Text section ->
%%

Actually, stronger statements hold. For example from the Lichnerowicz-Obata conjecture arXiv:math/0407337 it follows that compact Riemannian homogeneous metrics such that sectional curvature is not constant and positive are also geodesically rigid. Indeed, a Killing vector field for the initial metric is a infinitesimal projective transformation for the second, which must be also Killing by the projective Lichnerowicz-Obata conjecture. Then, the isometry algebras of the metrics are the same and therefore their volume forms are the same and these already implies (short tensor calculations, see for examples eqns. (1), (4), (5) of arXiv:0806.3169) that the metrics are affinely equivalent. I do not know whether homogeneous metrics of nonconstant curvature are geodesically rigid locally but all examples indicate that probably they are.

%%

(Entries from a point annotation set)
%%

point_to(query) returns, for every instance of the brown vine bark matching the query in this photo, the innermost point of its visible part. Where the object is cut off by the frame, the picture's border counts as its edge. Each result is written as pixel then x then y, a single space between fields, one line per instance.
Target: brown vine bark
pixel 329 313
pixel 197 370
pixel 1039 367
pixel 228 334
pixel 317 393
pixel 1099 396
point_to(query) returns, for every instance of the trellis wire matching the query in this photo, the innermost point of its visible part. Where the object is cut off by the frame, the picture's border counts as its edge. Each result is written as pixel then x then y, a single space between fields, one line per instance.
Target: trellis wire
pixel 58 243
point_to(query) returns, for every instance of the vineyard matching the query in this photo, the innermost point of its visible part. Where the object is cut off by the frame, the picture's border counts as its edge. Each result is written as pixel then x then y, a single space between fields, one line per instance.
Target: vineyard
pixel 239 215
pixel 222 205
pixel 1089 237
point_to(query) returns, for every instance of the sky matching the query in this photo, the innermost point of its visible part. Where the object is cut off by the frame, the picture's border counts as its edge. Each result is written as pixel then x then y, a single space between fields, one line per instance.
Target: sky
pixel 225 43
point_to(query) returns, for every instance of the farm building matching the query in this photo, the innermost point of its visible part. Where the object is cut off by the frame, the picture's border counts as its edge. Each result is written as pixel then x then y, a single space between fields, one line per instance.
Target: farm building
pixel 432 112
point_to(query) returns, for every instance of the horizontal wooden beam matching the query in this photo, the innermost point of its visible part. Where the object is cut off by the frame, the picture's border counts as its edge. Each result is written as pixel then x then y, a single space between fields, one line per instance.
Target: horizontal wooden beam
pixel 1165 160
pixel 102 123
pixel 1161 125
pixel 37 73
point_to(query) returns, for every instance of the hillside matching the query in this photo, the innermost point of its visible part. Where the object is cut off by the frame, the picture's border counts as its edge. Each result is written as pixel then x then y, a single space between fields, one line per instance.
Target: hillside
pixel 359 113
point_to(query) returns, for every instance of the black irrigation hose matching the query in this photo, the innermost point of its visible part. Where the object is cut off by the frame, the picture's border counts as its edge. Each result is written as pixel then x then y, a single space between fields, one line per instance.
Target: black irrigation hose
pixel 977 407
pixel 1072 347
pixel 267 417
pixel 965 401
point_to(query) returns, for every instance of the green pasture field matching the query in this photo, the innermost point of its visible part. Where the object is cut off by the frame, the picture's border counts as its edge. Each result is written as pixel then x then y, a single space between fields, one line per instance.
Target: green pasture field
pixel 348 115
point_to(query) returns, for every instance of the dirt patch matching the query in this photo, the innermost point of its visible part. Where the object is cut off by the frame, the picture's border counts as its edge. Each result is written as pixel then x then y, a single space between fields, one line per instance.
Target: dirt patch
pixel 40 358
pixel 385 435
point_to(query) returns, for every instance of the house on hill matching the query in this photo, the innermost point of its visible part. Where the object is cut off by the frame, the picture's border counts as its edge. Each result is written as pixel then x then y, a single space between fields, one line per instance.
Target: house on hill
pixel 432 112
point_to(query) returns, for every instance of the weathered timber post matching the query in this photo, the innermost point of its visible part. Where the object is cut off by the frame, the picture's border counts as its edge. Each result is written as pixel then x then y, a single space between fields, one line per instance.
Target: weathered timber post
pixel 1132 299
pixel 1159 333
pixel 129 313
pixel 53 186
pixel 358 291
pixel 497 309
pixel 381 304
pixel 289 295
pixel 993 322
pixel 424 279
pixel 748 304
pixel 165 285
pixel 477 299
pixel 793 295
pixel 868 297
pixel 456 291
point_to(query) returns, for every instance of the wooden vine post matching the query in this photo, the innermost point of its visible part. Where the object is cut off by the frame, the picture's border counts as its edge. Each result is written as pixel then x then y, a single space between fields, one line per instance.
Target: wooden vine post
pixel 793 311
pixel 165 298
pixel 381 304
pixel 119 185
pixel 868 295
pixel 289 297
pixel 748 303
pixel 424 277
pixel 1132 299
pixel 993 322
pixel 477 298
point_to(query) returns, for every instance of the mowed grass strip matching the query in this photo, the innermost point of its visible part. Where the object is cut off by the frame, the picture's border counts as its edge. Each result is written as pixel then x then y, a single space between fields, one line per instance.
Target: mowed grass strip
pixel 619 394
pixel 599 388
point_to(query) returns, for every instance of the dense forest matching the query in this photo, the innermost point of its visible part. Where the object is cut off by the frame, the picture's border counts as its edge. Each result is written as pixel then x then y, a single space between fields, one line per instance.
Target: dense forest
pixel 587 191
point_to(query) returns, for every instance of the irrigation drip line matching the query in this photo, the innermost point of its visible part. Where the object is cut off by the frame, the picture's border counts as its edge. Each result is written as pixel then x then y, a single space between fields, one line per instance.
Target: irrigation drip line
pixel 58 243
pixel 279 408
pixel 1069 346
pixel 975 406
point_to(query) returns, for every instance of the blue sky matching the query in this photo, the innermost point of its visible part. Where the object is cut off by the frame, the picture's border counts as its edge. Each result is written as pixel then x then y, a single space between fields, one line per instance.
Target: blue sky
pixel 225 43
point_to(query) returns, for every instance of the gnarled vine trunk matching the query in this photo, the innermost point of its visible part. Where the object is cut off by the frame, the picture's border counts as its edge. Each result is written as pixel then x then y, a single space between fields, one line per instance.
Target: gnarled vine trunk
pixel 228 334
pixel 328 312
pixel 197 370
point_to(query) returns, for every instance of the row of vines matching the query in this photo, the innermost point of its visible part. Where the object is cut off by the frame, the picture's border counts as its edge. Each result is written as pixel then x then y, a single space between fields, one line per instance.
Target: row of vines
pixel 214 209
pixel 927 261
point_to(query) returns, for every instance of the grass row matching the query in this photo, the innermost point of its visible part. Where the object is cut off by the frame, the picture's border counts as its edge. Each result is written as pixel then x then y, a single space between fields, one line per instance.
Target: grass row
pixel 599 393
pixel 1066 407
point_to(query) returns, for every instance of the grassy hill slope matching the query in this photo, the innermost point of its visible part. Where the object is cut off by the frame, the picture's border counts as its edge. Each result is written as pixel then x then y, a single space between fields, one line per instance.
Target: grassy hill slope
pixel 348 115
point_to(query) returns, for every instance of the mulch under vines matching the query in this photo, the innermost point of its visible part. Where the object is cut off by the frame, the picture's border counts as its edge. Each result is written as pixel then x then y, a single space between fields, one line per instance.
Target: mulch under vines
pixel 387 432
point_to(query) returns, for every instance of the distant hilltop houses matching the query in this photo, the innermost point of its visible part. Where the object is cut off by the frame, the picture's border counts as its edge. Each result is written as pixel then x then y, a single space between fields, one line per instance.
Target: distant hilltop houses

%%

Set tasks ->
1/ Update the post on geodesic rigidity: write it out again, beginning at the words "Actually, stronger statements" and stopping after "probably they are.", with "isometry algebras" changed to "symmetry algebras".
2/ According to the post on geodesic rigidity, what do the short tensor calculations show about the metrics once their volume forms are the same?
You won't need the records.

Full solutions ->
1/
Actually, stronger statements hold. For example from the Lichnerowicz-Obata conjecture arXiv:math/0407337 it follows that compact Riemannian homogeneous metrics such that sectional curvature is not constant and positive are also geodesically rigid. Indeed, a Killing vector field for the initial metric is a infinitesimal projective transformation for the second, which must be also Killing by the projective Lichnerowicz-Obata conjecture. Then, the symmetry algebras of the metrics are the same and therefore their volume forms are the same and these already implies (short tensor calculations, see for examples eqns. (1), (4), (5) of arXiv:0806.3169) that the metrics are affinely equivalent. I do not know whether homogeneous metrics of nonconstant curvature are geodesically rigid locally but all examples indicate that probably they are.

2/ They show that the metrics are affinely equivalent.